Saved entries:
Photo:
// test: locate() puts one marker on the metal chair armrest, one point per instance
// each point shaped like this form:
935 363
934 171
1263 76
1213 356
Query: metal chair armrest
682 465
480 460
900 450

AIM:
Copy every one of the records above, keeping each line unchanged.

TASK RESULT:
Photo:
// test: locate() puts one marker on the metal chair armrest, one point per instance
// each point shaped like this form:
935 363
934 171
1263 76
1213 356
Query: metal chair armrest
682 465
480 460
900 450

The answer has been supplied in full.